Records pointing to named objects:
........
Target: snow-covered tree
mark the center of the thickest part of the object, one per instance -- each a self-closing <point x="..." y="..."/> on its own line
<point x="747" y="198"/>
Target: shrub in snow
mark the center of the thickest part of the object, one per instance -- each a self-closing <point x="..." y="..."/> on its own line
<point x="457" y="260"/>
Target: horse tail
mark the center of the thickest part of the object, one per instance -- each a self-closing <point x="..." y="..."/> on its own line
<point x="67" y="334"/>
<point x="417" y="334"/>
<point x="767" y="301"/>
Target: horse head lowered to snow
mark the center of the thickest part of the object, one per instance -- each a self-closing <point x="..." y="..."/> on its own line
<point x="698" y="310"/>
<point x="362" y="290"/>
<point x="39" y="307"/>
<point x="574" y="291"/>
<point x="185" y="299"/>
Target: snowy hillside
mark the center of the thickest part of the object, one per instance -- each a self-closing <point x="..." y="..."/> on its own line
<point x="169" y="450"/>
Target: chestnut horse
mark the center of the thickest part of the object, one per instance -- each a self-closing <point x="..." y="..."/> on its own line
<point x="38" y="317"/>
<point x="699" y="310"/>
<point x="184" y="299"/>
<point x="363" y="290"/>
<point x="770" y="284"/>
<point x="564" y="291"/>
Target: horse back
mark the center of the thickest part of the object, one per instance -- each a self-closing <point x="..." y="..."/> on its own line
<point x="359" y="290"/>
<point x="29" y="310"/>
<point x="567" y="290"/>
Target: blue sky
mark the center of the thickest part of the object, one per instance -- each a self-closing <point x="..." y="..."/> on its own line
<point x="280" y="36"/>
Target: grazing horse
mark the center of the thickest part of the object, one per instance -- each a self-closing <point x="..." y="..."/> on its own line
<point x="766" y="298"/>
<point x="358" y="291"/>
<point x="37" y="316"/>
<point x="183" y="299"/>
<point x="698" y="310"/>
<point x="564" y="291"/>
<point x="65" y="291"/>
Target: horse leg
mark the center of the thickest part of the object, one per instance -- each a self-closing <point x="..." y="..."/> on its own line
........
▶ _THE EXERCISE_: Edit all the items above, replacing "Target" with "Object" wherever it occurs and leaving everything else unchanged.

▶ _SOLUTION TO THIS EXERCISE_:
Object: snow-covered tree
mark the center of the thickest part of the object, one per instance -- each a self-closing <point x="..." y="..."/> on its own line
<point x="747" y="198"/>
Object: shrub in snow
mark the center of the thickest part of the object, one per instance -- each a self-closing <point x="..." y="..."/> on its own line
<point x="457" y="260"/>
Object: horse tail
mark the center of the thickest part of the object, one per instance -- each a self-closing <point x="..." y="..."/> on its own line
<point x="67" y="334"/>
<point x="417" y="334"/>
<point x="767" y="301"/>
Object: horse head lowered to snow
mark the center of the thickest part of the object, one per instance -- each a self-closing <point x="..." y="..."/> on its own line
<point x="698" y="310"/>
<point x="362" y="290"/>
<point x="39" y="307"/>
<point x="574" y="291"/>
<point x="185" y="299"/>
Object: snowy hillside
mark the center of the thickest part of the object, one per instance -- each a self-closing <point x="..." y="..."/> on its own line
<point x="169" y="450"/>
Object: chestnut horse
mark the center of the thickest part of the object, one per instance -- each a self-closing <point x="..." y="..."/> on its own line
<point x="38" y="317"/>
<point x="699" y="310"/>
<point x="184" y="299"/>
<point x="363" y="290"/>
<point x="770" y="284"/>
<point x="564" y="291"/>
Object: horse back
mark the center of the thickest part of the object, one per instance -- each a self-closing <point x="..." y="..."/> on its own line
<point x="359" y="290"/>
<point x="29" y="310"/>
<point x="567" y="290"/>
Object: blue sky
mark the center of the thickest part of the object, one per instance -- each a self-closing <point x="..." y="..."/> on its own line
<point x="280" y="36"/>
Object: grazing horse
mark the center of the thickest part of the object, one per instance -- each a self-closing <point x="..." y="..."/> on its own line
<point x="766" y="298"/>
<point x="358" y="291"/>
<point x="37" y="316"/>
<point x="183" y="299"/>
<point x="698" y="310"/>
<point x="564" y="291"/>
<point x="65" y="291"/>
Object: horse leg
mark the center of the thickest part of the object, one per instance -- each a self-closing <point x="..." y="..."/> on its own line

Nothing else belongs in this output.